# The exercise:
Please filter the records below and copy every line that contains the word "rear".

# Records shown:
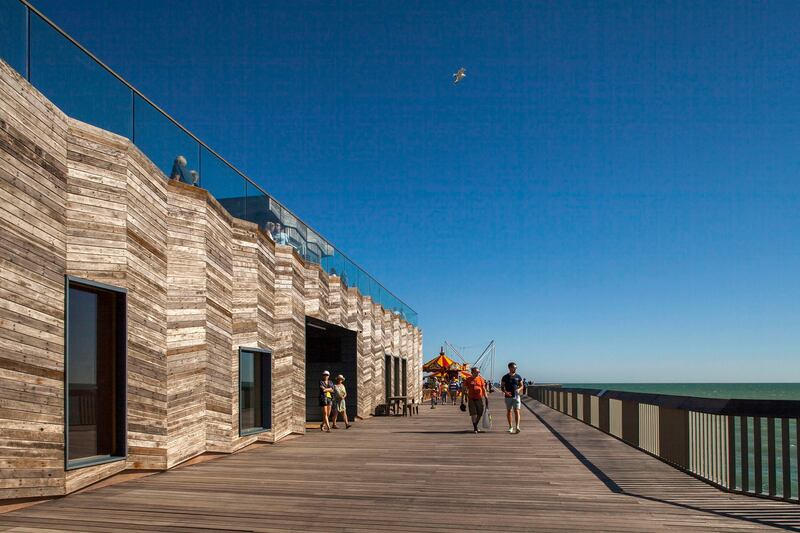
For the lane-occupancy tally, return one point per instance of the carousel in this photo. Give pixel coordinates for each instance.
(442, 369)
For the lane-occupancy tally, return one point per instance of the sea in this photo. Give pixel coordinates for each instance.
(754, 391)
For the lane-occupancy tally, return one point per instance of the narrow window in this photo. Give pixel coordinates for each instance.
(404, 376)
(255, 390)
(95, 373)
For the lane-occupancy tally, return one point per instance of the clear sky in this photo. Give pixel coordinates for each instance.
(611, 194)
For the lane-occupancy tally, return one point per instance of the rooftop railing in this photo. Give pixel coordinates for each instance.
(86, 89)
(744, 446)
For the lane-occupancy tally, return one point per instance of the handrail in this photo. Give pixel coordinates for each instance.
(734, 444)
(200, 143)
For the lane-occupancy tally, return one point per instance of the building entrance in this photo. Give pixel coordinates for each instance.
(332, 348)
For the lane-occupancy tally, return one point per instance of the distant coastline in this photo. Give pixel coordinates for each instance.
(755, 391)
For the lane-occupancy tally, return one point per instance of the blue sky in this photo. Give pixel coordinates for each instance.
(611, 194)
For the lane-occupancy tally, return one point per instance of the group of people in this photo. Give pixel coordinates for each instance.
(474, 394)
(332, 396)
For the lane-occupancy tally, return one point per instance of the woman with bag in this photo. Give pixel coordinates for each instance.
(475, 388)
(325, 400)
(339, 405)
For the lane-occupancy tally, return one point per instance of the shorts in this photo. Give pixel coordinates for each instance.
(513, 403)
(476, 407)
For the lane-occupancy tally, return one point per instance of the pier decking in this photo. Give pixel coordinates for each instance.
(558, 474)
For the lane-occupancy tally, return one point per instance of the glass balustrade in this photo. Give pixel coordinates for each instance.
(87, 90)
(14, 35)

==

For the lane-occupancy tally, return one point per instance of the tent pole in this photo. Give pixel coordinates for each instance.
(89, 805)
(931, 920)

==

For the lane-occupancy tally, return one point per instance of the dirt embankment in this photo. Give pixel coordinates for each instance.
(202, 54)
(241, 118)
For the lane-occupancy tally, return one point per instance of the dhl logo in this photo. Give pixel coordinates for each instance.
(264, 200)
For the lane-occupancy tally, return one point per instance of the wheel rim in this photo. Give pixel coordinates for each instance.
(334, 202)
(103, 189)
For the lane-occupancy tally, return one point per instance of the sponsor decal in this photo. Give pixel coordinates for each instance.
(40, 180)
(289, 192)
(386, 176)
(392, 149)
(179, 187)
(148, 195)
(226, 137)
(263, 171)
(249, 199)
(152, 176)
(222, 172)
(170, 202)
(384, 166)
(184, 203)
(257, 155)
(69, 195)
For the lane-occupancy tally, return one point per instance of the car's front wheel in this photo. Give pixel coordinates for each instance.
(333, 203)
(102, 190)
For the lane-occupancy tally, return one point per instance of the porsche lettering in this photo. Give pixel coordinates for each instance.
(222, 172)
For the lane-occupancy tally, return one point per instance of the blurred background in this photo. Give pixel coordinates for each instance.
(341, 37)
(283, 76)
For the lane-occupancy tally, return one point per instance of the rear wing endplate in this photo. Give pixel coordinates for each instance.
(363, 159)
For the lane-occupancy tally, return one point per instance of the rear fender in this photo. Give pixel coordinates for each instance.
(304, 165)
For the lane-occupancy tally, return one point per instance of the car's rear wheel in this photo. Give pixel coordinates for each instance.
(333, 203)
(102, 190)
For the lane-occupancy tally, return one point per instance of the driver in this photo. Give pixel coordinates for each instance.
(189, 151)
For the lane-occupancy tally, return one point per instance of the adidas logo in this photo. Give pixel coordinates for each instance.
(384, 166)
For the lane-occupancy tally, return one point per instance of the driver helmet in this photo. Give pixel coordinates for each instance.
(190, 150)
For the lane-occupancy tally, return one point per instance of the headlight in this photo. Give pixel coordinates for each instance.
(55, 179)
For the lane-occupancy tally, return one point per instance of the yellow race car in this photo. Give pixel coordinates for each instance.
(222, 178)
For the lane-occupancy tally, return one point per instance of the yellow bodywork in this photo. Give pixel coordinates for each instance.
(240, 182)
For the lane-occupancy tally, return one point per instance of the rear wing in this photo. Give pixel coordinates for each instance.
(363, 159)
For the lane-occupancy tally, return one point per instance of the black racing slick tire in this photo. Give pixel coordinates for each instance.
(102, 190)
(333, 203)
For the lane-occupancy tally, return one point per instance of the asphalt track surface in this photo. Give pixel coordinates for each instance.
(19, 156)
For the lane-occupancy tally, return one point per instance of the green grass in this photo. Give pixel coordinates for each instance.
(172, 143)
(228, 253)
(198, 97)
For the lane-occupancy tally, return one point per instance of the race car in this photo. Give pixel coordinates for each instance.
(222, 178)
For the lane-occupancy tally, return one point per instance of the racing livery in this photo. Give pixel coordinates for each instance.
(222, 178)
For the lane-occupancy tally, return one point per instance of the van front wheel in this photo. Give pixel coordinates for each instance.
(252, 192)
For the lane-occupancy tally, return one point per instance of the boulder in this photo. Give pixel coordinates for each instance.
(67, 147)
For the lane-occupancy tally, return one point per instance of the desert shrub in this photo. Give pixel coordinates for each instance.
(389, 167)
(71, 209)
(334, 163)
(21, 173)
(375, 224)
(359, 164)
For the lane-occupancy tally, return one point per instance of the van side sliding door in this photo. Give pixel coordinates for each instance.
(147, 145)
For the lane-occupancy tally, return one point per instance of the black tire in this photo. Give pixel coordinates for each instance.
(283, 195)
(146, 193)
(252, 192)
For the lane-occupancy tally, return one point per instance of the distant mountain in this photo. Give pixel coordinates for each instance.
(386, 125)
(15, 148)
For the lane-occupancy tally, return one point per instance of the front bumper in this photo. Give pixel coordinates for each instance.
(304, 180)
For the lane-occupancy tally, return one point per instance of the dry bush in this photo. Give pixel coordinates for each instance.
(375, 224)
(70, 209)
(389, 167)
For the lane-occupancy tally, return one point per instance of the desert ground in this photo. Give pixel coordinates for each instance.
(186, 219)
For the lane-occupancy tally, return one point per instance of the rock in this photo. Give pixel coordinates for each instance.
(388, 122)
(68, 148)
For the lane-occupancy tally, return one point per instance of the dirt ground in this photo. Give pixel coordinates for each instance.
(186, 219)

# Output below:
For the lane-occupancy tally, return one point per instance of the rear wing endplate in this photo. Give pixel coordinates for each instance.
For the lane-occupancy tally, return one point per instance of the rear fender in this photo. Give pixel coordinates for each instance.
For the lane-occupancy tally, return one point per instance of the car's rear wheel in this photo. Give pixel coordinates for each instance.
For the lane-occupancy tally, return one point per instance of the rear wing in this photo. Give pixel coordinates for each instance.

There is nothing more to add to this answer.